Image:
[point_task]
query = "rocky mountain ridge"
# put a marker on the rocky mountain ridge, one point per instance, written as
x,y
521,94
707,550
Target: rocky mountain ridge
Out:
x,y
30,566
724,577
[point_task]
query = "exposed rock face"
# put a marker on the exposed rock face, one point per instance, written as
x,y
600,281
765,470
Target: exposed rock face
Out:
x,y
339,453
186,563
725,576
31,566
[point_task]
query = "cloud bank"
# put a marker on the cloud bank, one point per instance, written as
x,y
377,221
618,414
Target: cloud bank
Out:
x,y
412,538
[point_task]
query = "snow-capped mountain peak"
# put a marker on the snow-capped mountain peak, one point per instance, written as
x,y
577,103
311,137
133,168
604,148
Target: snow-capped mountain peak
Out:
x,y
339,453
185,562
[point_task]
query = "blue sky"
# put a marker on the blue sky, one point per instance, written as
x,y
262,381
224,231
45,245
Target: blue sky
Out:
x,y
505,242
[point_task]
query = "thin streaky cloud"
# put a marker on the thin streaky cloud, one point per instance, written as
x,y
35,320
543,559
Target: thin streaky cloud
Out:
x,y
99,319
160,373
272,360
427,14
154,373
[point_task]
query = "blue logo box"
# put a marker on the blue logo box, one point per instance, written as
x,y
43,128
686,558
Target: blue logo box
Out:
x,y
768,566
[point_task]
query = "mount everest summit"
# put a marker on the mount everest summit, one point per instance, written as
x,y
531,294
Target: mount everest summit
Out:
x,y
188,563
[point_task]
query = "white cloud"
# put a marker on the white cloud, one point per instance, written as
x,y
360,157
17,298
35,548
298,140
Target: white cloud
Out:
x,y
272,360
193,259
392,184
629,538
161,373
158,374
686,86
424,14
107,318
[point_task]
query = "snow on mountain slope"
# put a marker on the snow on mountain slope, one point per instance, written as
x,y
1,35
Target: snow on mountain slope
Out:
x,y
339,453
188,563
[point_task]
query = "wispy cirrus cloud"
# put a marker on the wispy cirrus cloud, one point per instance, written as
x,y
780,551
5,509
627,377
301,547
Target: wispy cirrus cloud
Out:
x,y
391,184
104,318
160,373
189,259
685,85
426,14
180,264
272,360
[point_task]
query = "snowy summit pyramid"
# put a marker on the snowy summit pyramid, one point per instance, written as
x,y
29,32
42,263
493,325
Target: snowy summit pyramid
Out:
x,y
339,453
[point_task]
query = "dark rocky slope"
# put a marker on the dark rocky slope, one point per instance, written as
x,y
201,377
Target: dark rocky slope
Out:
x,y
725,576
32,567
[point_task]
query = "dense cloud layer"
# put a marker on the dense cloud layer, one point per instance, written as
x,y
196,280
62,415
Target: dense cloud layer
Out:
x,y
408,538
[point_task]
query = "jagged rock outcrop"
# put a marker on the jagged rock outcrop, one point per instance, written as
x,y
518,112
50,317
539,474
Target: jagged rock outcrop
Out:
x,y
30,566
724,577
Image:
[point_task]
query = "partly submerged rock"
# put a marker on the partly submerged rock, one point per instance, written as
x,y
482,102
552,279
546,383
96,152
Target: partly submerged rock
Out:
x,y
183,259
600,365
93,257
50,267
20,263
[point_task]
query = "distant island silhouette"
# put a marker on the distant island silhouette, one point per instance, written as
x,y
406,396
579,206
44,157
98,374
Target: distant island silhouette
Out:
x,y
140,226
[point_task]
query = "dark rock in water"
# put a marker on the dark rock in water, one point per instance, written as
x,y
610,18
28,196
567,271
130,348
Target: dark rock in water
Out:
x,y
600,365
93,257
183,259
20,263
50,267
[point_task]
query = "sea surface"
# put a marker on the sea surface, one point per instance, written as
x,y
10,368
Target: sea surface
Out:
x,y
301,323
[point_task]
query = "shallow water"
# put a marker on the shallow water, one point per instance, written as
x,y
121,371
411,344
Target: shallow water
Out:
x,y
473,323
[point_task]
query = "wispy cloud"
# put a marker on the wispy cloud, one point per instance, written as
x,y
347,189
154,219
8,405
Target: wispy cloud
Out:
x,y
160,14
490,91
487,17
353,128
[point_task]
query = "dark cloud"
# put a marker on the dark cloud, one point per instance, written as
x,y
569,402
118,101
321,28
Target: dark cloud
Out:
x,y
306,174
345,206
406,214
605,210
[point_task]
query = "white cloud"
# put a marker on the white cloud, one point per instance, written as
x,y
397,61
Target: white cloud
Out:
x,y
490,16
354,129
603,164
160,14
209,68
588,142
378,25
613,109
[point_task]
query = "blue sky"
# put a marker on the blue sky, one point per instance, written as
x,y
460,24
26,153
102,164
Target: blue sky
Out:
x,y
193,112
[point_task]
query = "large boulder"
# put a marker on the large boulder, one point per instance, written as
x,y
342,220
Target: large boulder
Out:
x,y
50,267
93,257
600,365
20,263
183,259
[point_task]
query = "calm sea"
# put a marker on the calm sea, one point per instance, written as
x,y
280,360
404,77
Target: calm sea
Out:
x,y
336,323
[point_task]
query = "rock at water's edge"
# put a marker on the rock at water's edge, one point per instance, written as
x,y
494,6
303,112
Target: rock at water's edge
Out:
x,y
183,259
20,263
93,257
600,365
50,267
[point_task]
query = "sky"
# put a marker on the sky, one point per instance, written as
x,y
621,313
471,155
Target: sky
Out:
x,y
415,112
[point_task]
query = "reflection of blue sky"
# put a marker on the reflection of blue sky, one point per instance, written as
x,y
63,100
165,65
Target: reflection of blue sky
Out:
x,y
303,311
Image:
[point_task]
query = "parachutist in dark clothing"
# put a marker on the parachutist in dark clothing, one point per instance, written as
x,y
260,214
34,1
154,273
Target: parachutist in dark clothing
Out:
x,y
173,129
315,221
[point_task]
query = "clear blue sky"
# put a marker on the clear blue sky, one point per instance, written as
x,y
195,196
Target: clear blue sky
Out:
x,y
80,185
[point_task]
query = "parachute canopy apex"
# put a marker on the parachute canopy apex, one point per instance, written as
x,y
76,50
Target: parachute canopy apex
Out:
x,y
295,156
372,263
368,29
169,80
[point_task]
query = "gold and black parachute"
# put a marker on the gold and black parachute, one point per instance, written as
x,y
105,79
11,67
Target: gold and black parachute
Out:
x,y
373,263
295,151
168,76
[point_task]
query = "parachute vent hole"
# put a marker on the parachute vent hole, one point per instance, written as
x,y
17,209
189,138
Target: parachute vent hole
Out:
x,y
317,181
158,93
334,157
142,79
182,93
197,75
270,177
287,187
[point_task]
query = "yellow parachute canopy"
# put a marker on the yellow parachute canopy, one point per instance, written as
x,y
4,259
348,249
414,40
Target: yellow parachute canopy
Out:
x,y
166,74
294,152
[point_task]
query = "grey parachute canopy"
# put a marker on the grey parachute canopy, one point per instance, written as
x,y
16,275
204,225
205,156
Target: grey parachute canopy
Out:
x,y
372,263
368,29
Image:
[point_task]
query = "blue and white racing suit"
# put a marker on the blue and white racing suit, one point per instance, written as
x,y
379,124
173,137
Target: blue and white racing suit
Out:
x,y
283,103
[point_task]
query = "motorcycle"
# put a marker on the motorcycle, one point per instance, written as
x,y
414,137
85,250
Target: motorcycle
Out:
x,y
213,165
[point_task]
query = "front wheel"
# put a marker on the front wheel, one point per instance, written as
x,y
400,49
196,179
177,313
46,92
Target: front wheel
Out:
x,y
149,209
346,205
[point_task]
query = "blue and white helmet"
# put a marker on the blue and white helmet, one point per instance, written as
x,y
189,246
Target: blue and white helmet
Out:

→ TASK GOAL
Write the complete data out, exactly as above.

→ FINISHED ANSWER
Image:
[point_task]
query = "rocky mountain ridge"
# put a marker on the rocky mountain ridge, one point per instance, written as
x,y
521,94
707,550
Target: rocky mountain ridge
Out:
x,y
30,566
724,577
[point_task]
query = "exposed rock face"
# put a marker on the exposed rock face, one point per instance, written as
x,y
600,281
765,470
Target: exposed rock face
Out:
x,y
339,453
186,563
725,576
31,566
[point_task]
query = "cloud bank"
# put a marker on the cloud bank, one point per instance, written as
x,y
377,221
618,414
Target: cloud bank
Out:
x,y
412,538
[point_task]
query = "snow-capped mountain peak"
# put a marker on the snow-capped mountain peak, one point per instance, written as
x,y
577,103
311,137
133,168
604,148
Target: snow-capped mountain peak
Out:
x,y
339,453
185,562
[point_task]
query = "blue sky"
# put a marker on the blue sky, one point per instance, written as
x,y
262,381
224,231
45,245
Target: blue sky
Out:
x,y
505,242
[point_task]
query = "thin streaky cloud"
# put a marker on the thin streaky cloud, one point per instance, written as
x,y
35,320
543,559
Target: thin streaky cloud
Out:
x,y
99,319
160,373
272,360
427,14
154,373
[point_task]
query = "blue logo box"
# put a marker on the blue logo box, one point per instance, written as
x,y
43,128
686,558
Target: blue logo box
Out:
x,y
768,566
[point_task]
query = "mount everest summit"
# put a marker on the mount everest summit, one point per instance, written as
x,y
531,294
Target: mount everest summit
Out:
x,y
188,563
[point_task]
query = "white cloud"
# put a marker on the white cloud, one point per instance, written as
x,y
360,157
17,298
35,548
298,140
Target: white cloud
Out:
x,y
272,360
193,259
392,184
629,538
161,373
158,374
686,86
424,14
107,318
[point_task]
query = "snow on mountain slope"
# put a marker on the snow on mountain slope, one point per instance, written as
x,y
1,35
Target: snow on mountain slope
Out:
x,y
339,453
188,563
[point_task]
query = "wispy cirrus cloud"
# put a marker on the wispy cirrus cloud, one point per instance, written as
x,y
780,551
5,509
627,377
301,547
Target: wispy cirrus cloud
Out:
x,y
391,184
104,318
160,373
189,259
685,85
426,14
180,264
272,360
[point_task]
query = "snowy summit pyramid"
# put a marker on the snowy summit pyramid, one point per instance, written as
x,y
29,32
42,263
493,325
Target: snowy summit pyramid
Out:
x,y
339,453
[point_task]
query = "dark rocky slope"
# put a marker on the dark rocky slope, one point per instance, written as
x,y
201,377
Target: dark rocky slope
Out:
x,y
725,576
32,567
[point_task]
query = "dense cloud layer"
# put a marker on the dense cloud layer, one point per instance, written as
x,y
196,280
62,415
Target: dense cloud layer
Out:
x,y
408,538
[point_task]
query = "jagged rock outcrop"
# put a marker on the jagged rock outcrop, one point per instance, written as
x,y
518,112
50,317
539,474
Target: jagged rock outcrop
Out:
x,y
30,566
724,577
Image:
[point_task]
query = "partly submerged rock"
# put a marker on the partly submerged rock, one point per instance, written as
x,y
482,102
552,279
546,383
96,152
Target: partly submerged rock
Out:
x,y
183,259
600,365
93,257
50,267
20,263
[point_task]
query = "distant island silhouette"
# put a marker on the distant island silhouette, one point per instance, written as
x,y
406,396
579,206
44,157
98,374
Target: distant island silhouette
Out:
x,y
140,226
[point_task]
query = "dark rock in water"
# put a marker on the dark rock in water, one point per instance, written as
x,y
610,18
28,196
567,271
130,348
Target: dark rock in water
Out:
x,y
600,365
93,257
183,259
20,263
50,267
[point_task]
query = "sea surface"
# put a marker on the sea surface, one point per instance, written as
x,y
10,368
Target: sea surface
Out:
x,y
301,323
[point_task]
query = "shallow water"
# put a marker on the shallow water, one point per instance, written as
x,y
121,371
411,344
Target: shallow water
Out:
x,y
473,323
[point_task]
query = "wispy cloud"
# put a marker on the wispy cloud, one point per instance, written as
x,y
347,189
154,219
8,405
Target: wispy cloud
Out:
x,y
160,14
490,91
487,17
353,128
[point_task]
query = "dark cloud"
# put a marker on the dark cloud, one point per instance, written as
x,y
569,402
118,101
321,28
Target: dark cloud
Out:
x,y
306,174
345,206
406,214
605,210
[point_task]
query = "white cloud"
# put a marker on the white cloud, one point per instance, written as
x,y
397,61
Target: white cloud
Out:
x,y
490,16
354,129
603,164
160,14
209,68
588,142
378,25
613,109
[point_task]
query = "blue sky"
# put a marker on the blue sky, one point per instance, written as
x,y
460,24
26,153
102,164
Target: blue sky
Out:
x,y
193,112
[point_task]
query = "large boulder"
# put a marker on the large boulder, one point per instance, written as
x,y
342,220
Target: large boulder
Out:
x,y
50,267
93,257
600,365
20,263
183,259
[point_task]
query = "calm sea"
# put a marker on the calm sea, one point per instance, written as
x,y
280,360
404,77
Target: calm sea
Out:
x,y
336,323
[point_task]
query = "rock at water's edge"
# put a marker on the rock at water's edge, one point per instance, written as
x,y
494,6
303,112
Target: rock at water's edge
Out:
x,y
183,259
20,263
93,257
600,365
50,267
[point_task]
query = "sky"
# put a marker on the sky, one point per instance, written as
x,y
621,313
471,155
Target: sky
Out:
x,y
415,112
[point_task]
query = "reflection of blue sky"
# put a marker on the reflection of blue sky, one point per instance, written as
x,y
63,100
165,65
Target: reflection of blue sky
Out:
x,y
303,311
Image:
[point_task]
query = "parachutist in dark clothing"
# put a marker on the parachutist in dark clothing, one point per instance, written as
x,y
260,214
34,1
154,273
Target: parachutist in dark clothing
Out:
x,y
173,129
315,221
[point_task]
query = "clear blue sky"
# put a marker on the clear blue sky, one point per instance, written as
x,y
195,196
Target: clear blue sky
Out:
x,y
80,185
[point_task]
query = "parachute canopy apex"
# put a marker on the parachute canopy apex, one point per instance, written as
x,y
76,50
Target: parachute canopy apex
Out:
x,y
295,156
372,263
368,29
169,80
[point_task]
query = "gold and black parachute"
# put a marker on the gold and black parachute, one point per instance, written as
x,y
105,79
11,67
Target: gold and black parachute
Out:
x,y
373,263
295,151
168,76
[point_task]
query = "parachute vent hole"
# put a marker on the parachute vent hole, one point per instance, written as
x,y
17,209
189,138
Target: parachute vent hole
Out:
x,y
317,181
158,93
334,157
142,79
182,93
197,75
270,177
287,187
[point_task]
query = "yellow parachute canopy"
# put a marker on the yellow parachute canopy, one point per instance, written as
x,y
4,259
348,249
414,40
Target: yellow parachute canopy
Out:
x,y
166,74
294,152
[point_task]
query = "grey parachute canopy"
# put a marker on the grey parachute canopy, one point per instance, written as
x,y
16,275
204,225
205,156
Target: grey parachute canopy
Out:
x,y
372,263
368,29
Image:
[point_task]
query = "blue and white racing suit"
# put a marker on the blue and white racing suit, one point per instance, written as
x,y
379,124
173,137
Target: blue and white racing suit
Out:
x,y
283,103
[point_task]
query = "motorcycle"
# put a marker on the motorcycle, one point per instance, written as
x,y
414,137
85,250
Target: motorcycle
Out:
x,y
213,165
[point_task]
query = "front wheel"
# put a marker on the front wheel, one point per instance, written as
x,y
400,49
196,179
177,313
46,92
Target: front wheel
Out:
x,y
149,209
346,205
[point_task]
query = "blue and white helmet"
# put a marker on the blue and white helmet, one point per instance, written as
x,y
189,246
Target: blue and white helmet
Out:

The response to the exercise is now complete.